= GIVEN INSTRUCTION =
Render every line of the data below as a JSON array of strings, one string per line, omitting blank lines and leaving the pictures out of the answer.

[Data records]
::::::::::

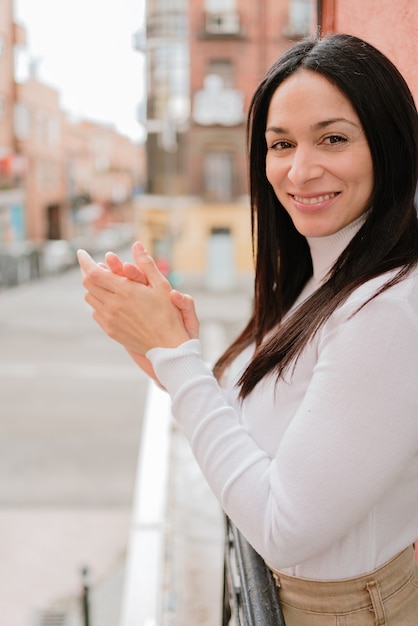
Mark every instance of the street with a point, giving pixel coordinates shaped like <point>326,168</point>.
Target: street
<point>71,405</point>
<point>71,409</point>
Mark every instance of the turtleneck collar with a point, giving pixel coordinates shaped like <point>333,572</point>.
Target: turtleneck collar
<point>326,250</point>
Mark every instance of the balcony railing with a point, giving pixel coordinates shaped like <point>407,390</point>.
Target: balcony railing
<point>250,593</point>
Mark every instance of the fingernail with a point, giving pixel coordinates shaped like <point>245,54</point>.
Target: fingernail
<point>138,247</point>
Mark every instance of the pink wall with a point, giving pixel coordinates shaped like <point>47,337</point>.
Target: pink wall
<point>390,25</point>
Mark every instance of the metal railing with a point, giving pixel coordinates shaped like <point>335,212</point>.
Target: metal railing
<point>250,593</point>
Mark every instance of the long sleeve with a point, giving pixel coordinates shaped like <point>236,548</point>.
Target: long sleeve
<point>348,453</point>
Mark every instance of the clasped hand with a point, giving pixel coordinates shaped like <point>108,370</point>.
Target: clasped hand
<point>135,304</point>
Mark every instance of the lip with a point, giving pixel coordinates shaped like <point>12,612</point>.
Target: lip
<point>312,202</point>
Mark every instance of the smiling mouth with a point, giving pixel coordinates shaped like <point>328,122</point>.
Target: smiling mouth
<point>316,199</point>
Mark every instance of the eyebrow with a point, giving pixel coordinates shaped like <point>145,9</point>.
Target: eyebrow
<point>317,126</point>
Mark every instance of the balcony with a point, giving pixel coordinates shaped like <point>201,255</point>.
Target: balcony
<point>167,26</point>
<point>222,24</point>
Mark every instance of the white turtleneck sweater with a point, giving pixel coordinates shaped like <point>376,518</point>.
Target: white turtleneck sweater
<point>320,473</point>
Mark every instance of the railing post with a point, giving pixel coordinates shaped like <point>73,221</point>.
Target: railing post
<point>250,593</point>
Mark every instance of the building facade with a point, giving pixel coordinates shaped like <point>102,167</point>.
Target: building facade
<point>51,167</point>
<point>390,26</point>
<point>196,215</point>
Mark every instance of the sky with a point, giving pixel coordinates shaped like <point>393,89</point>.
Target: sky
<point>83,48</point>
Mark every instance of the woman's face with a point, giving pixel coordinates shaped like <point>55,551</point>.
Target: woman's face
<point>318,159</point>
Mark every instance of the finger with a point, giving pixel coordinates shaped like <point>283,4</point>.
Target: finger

::::::::::

= OUTPUT OF THE TASK =
[
  "Mark every instance of the street with a point, giving pixel coordinates shaped like <point>326,168</point>.",
  "Target: street",
  "<point>71,405</point>",
  "<point>71,409</point>",
  "Mark every instance of the turtleneck collar with a point, giving pixel coordinates shaped like <point>333,572</point>.",
  "Target: turtleneck collar",
  "<point>326,250</point>",
  "Mark every instance of the balcony railing with a point, giving pixel coordinates shaped like <point>407,390</point>.",
  "Target: balcony railing",
  "<point>250,593</point>",
  "Mark every instance of the fingernail with a point, giving pixel coordinates shaped like <point>245,54</point>.",
  "Target: fingernail",
  "<point>138,247</point>",
  "Mark every instance of the pink wall with a point, giving pixel coordinates shaped like <point>47,337</point>.",
  "Target: pink wall",
  "<point>390,25</point>",
  "Mark every instance of the metal railing with a point, giving pixel coordinates shaped like <point>335,212</point>.",
  "Target: metal railing",
  "<point>250,593</point>",
  "Mark every instance of the long sleeve with a point, giving pixel coordinates shaped like <point>236,548</point>.",
  "Target: long sleeve",
  "<point>348,453</point>",
  "Mark every instance of the clasped hand with a point, giving pixel coordinates shaped like <point>108,370</point>.",
  "Target: clasped hand",
  "<point>135,304</point>",
  "Mark every instance of the lip with a point, giving pixel coordinates shaped like <point>12,612</point>.",
  "Target: lip",
  "<point>312,202</point>",
  "Mark every instance of the smiling mouth with a point, giving pixel coordinates shaped like <point>328,122</point>.",
  "Target: smiling mouth",
  "<point>316,199</point>",
  "Mark every instance of the eyebrow with a point, giving pixel coordinates shaped like <point>145,9</point>.",
  "Target: eyebrow",
  "<point>317,126</point>",
  "Mark every instance of the balcony with a point, giving pixel coordinates shaped like <point>201,255</point>.",
  "Target: balcony",
  "<point>167,26</point>",
  "<point>222,24</point>",
  "Mark every instance of the white turtleneck sweater with a point, giving pixel coordinates shaped like <point>376,518</point>.",
  "Target: white turtleneck sweater",
  "<point>320,473</point>",
  "Mark every instance of the railing post with a point, giving pixel coordinates shaped like <point>73,221</point>.",
  "Target: railing post",
  "<point>250,593</point>",
  "Mark every instance of the building facade with a point, giving pixel coordinates shaped like <point>102,167</point>.",
  "Target: building facade",
  "<point>51,167</point>",
  "<point>390,26</point>",
  "<point>196,215</point>",
  "Mark every instance of the sky with a point, giving pixel coordinates shaped like <point>393,89</point>.",
  "Target: sky",
  "<point>83,48</point>",
  "Mark every instance of the woman's face with a point, giving pixel coordinates shaped like <point>55,551</point>.",
  "Target: woman's face",
  "<point>318,159</point>",
  "Mark every instance of the finger with a point, giving pixel coordinates shaped like <point>283,4</point>.",
  "Target: finger"
]